### Supplied information

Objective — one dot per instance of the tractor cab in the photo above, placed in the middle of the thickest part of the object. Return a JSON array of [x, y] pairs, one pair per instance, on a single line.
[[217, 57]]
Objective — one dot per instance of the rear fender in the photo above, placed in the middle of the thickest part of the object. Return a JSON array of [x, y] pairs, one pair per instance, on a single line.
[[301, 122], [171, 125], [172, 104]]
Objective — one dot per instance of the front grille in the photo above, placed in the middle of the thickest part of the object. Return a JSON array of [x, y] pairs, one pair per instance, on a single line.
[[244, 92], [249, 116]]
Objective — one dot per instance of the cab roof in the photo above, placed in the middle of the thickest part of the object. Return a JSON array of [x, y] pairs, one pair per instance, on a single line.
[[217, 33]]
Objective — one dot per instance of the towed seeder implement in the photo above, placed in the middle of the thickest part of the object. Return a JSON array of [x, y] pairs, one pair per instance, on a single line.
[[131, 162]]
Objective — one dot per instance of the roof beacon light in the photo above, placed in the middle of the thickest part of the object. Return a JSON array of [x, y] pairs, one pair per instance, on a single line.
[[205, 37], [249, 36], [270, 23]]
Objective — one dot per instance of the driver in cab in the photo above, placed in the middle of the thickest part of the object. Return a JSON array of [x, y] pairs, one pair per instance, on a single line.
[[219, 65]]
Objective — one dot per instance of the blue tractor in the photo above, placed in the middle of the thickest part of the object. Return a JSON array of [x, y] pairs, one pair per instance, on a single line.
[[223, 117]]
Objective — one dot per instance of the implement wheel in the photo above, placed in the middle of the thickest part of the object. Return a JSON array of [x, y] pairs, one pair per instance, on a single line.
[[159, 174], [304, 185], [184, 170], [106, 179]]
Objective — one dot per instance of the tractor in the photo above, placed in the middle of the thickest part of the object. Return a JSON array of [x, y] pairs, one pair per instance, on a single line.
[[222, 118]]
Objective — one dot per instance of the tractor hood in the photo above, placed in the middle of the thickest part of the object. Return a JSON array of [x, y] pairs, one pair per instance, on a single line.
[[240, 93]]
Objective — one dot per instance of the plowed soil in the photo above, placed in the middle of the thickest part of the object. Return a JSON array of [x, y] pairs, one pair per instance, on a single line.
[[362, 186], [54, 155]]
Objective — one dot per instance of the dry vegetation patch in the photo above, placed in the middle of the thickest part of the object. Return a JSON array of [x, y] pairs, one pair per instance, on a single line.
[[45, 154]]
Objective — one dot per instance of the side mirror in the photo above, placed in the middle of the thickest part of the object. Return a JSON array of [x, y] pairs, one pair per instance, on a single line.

######

## What to produce
Rewrite all the data above with "thickest part" replaced by "widest part" everywhere it occurs, leaving everything else untouched.

## The output
Objective — one dot per instance of the tractor cab in the photo above, placed in the middle of the widest part of the object. Return a JSON array of [x, y] pairs, one pair per instance, on a single line.
[[217, 57]]
Objective — one dot per instance of the rear fender in the photo above, placed in the middle of the widest part of the object. Return a JSON array of [x, y] pairs, one pair per instance, on a single line.
[[301, 122], [171, 125], [172, 104]]
Objective — one dot per instance of the front grille in the photo above, placed in the middle of the widest part of the object. Return a JSON array of [x, y] pairs, one pair per instance, on a single line.
[[244, 92], [249, 116]]
Objective — one dot per instance of the cab roof in the photo above, placed in the middle of the widest part of the object. Return a JSON array of [x, y] pairs, one pair per instance, on a single line.
[[217, 33]]
Objective — one dot per instance of the towed seeder implement in the photo above, placed in the middle of the widest part of the object. Return a JSON array of [x, y] pairs, one pair per instance, on a single line.
[[131, 162]]
Objective — one dot per instance of the roof beacon light in the photo above, placed in the middle of the widest part of the object. Return a JSON array of [x, y] pairs, one pair per instance, on a single line.
[[205, 37], [249, 36], [270, 23]]
Objective — one dot per instance of the driver in cab in the photo above, placed in the middle of the widest part of the object. Return a JSON array of [x, y] pairs, one pair per instance, on a single line.
[[219, 65]]
Objective — one dot per instance of the blue tractor in the photo above, placed in the middle of the widest part of the object. Return a JSON array of [x, y] pairs, one pair per instance, on a single line.
[[223, 117]]
Objective — one dot per instance of the implement wheel in the photo above, placed in the middle of the widest part of the object. Return a JSON array of [x, y] pairs, one pair per instance, on a single line.
[[159, 174], [304, 185], [184, 170], [106, 179]]
Objective — one dot per instance of the tractor in the photo above, placed in the middle of the widest part of the object. Return a JSON array of [x, y] pairs, one pair per instance, on a single line.
[[222, 118]]
Objective — one dot per instance of the tractor hood in the photo above, placed in the middle of the widest part of the object. Return a JSON array of [x, y] pairs, one pair per instance, on a single line.
[[240, 93]]
Objective — one dot per instance of the plowed soil in the photo above, placed in the middle of the widest part of the object. Return a JSON array of [x, y] pairs, one pair per instance, on a single line.
[[362, 186], [54, 155]]
Objective — one dot per instance of the dry vegetation patch in the photo above, placed in the middle of the widest part of the object. Return a JSON array of [x, y] pairs, one pair per instance, on a single line.
[[45, 154]]
Objective — one dot per instance of the side mirror in the photo above, placed in the middle of the widest part of the object. Return a JSON array of [x, y] pairs, one pair per instance, on a single line.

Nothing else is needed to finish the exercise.